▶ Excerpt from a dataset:
<<<<
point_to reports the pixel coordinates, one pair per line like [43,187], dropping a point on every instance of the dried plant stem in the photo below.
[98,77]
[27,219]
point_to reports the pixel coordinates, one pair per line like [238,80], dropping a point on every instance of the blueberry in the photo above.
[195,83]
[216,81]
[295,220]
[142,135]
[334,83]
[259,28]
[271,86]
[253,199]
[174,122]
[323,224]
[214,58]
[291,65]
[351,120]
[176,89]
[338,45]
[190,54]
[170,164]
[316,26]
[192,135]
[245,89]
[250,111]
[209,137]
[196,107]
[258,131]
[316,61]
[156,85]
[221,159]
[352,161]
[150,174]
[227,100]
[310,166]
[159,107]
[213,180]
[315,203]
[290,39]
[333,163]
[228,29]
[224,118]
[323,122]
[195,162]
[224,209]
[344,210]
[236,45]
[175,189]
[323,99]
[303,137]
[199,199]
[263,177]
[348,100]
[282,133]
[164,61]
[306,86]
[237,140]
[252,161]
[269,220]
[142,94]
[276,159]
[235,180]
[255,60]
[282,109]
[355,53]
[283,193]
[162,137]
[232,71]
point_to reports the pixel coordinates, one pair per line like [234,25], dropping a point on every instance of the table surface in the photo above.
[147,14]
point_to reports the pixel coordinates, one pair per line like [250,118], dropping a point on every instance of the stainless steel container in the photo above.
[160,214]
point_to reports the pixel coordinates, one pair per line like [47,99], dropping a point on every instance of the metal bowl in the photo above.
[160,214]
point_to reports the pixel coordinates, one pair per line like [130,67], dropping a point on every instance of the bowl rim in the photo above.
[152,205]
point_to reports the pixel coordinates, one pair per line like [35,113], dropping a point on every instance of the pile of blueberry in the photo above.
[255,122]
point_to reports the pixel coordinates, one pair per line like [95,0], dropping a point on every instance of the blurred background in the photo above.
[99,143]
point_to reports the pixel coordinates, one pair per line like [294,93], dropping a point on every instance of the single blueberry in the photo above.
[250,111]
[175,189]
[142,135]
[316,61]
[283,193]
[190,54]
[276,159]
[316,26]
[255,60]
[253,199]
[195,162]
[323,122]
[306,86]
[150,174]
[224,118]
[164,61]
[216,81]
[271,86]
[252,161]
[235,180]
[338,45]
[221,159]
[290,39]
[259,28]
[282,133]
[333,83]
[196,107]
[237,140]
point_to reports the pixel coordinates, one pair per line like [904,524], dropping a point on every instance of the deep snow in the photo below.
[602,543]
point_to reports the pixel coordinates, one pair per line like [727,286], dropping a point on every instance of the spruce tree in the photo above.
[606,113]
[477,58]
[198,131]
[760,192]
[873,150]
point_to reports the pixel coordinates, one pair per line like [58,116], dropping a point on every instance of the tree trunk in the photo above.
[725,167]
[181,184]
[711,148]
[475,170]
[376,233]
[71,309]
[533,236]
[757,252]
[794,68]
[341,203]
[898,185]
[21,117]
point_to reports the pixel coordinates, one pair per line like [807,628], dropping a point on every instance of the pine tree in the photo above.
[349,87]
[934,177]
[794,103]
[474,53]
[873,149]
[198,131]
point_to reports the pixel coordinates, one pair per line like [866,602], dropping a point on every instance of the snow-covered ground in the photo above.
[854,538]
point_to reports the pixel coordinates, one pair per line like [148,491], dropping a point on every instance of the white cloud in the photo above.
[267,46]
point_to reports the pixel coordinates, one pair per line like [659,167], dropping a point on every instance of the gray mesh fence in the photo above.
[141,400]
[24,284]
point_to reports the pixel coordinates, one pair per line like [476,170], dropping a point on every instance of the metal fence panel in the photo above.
>>>>
▶ STATED GOAL: Output every line of the records above as a numbered list, leaving out any blank lines.

▶ RESPONSE TO THIS EXERCISE:
1. point_to reports the pixel coordinates, one pair per line like [43,187], dropping a point on every instance of the dried plant stem in the photo below.
2. [98,77]
3. [27,219]
4. point_to reports the pixel coordinates, one pair per line like [238,80], dropping a point on every instance of the blueberry in the photo above.
5. [195,83]
6. [216,81]
7. [295,220]
8. [142,135]
9. [334,83]
10. [259,28]
11. [271,86]
12. [253,199]
13. [174,122]
14. [323,224]
15. [214,58]
16. [291,65]
17. [351,120]
18. [176,89]
19. [338,45]
20. [190,54]
21. [170,164]
22. [316,26]
23. [192,135]
24. [245,89]
25. [250,111]
26. [209,137]
27. [196,107]
28. [258,131]
29. [316,61]
30. [156,85]
31. [221,159]
32. [352,161]
33. [150,174]
34. [227,100]
35. [310,166]
36. [159,107]
37. [213,180]
38. [315,203]
39. [290,39]
40. [333,163]
41. [228,29]
42. [224,118]
43. [323,122]
44. [195,162]
45. [224,209]
46. [344,210]
47. [236,45]
48. [175,189]
49. [323,99]
50. [303,137]
51. [199,199]
52. [263,177]
53. [348,100]
54. [282,133]
55. [164,61]
56. [306,86]
57. [237,140]
58. [252,161]
59. [269,220]
60. [142,94]
61. [276,159]
62. [235,180]
63. [255,60]
64. [282,109]
65. [355,53]
66. [283,193]
67. [162,137]
68. [232,71]
69. point_to reports the pixel coordinates, one pair per line like [234,25], dropping a point on every instance of the table surface in the photo above.
70. [147,14]
71. point_to reports the pixel coordinates, one pair per line like [250,118], dropping a point on every instance of the stainless steel container in the photo above.
72. [160,214]
73. point_to reports the pixel coordinates, one pair per line like [47,99], dropping a point on every instance of the metal bowl in the photo above.
74. [160,214]
75. point_to reports the pixel coordinates, one pair per line like [130,67], dropping a point on every instance of the bowl rim in the photo above.
76. [152,205]
77. point_to reports the pixel coordinates, one pair per line like [35,113], dropping a point on every instance of the pile of blueberry in the photo above.
78. [255,122]
79. point_to reports the pixel coordinates, one pair per line like [95,0], dropping a point on every instance of the blurred background in the photo above.
80. [99,143]
81. point_to reports the pixel coordinates, one pair per line like [294,93], dropping a point on every instance of the single blueberry in the photo above.
82. [250,111]
83. [175,189]
84. [142,135]
85. [316,61]
86. [283,193]
87. [190,54]
88. [276,159]
89. [316,26]
90. [255,60]
91. [253,199]
92. [195,162]
93. [323,122]
94. [306,86]
95. [150,174]
96. [224,118]
97. [164,61]
98. [216,81]
99. [271,86]
100. [252,161]
101. [235,180]
102. [338,45]
103. [221,159]
104. [290,39]
105. [259,28]
106. [282,133]
107. [333,83]
108. [196,107]
109. [237,140]
110. point_to reports the pixel coordinates, one pair per line like [904,524], dropping a point on every instance of the deep snow in the photo below.
111. [602,543]
112. point_to reports the pixel coordinates, one pair per line like [727,286], dropping a point on every instance of the spruce tree in the photo above.
113. [606,113]
114. [477,58]
115. [198,131]
116. [760,192]
117. [873,150]
118. point_to reports the pixel coordinates, one pair per line like [58,116], dropping a point on every instance of the tree trunk in the photo above.
119. [725,167]
120. [181,184]
121. [711,148]
122. [475,170]
123. [376,233]
124. [71,309]
125. [533,236]
126. [757,252]
127. [794,68]
128. [341,203]
129. [898,185]
130. [21,117]
131. point_to reports the pixel coordinates, one pair per line like [807,628], dropping a point on every instance of the pine tree in the photo above.
132. [349,87]
133. [934,177]
134. [794,103]
135. [474,53]
136. [873,149]
137. [198,131]
138. point_to reports the pixel coordinates, one pair per line like [866,602], dropping a point on every instance of the snow-covered ground in the photo above.
139. [854,538]
140. point_to reports the pixel coordinates, one pair per line like [148,491], dropping a point on every instance of the white cloud in the photo above.
141. [267,46]
142. point_to reports the pixel coordinates, one pair per line like [659,167], dropping a point on every instance of the gray mesh fence in the photo above.
143. [141,400]
144. [24,284]
145. point_to reports the pixel coordinates, one pair per line like [476,170], dropping a point on every instance of the metal fence panel in the photo above.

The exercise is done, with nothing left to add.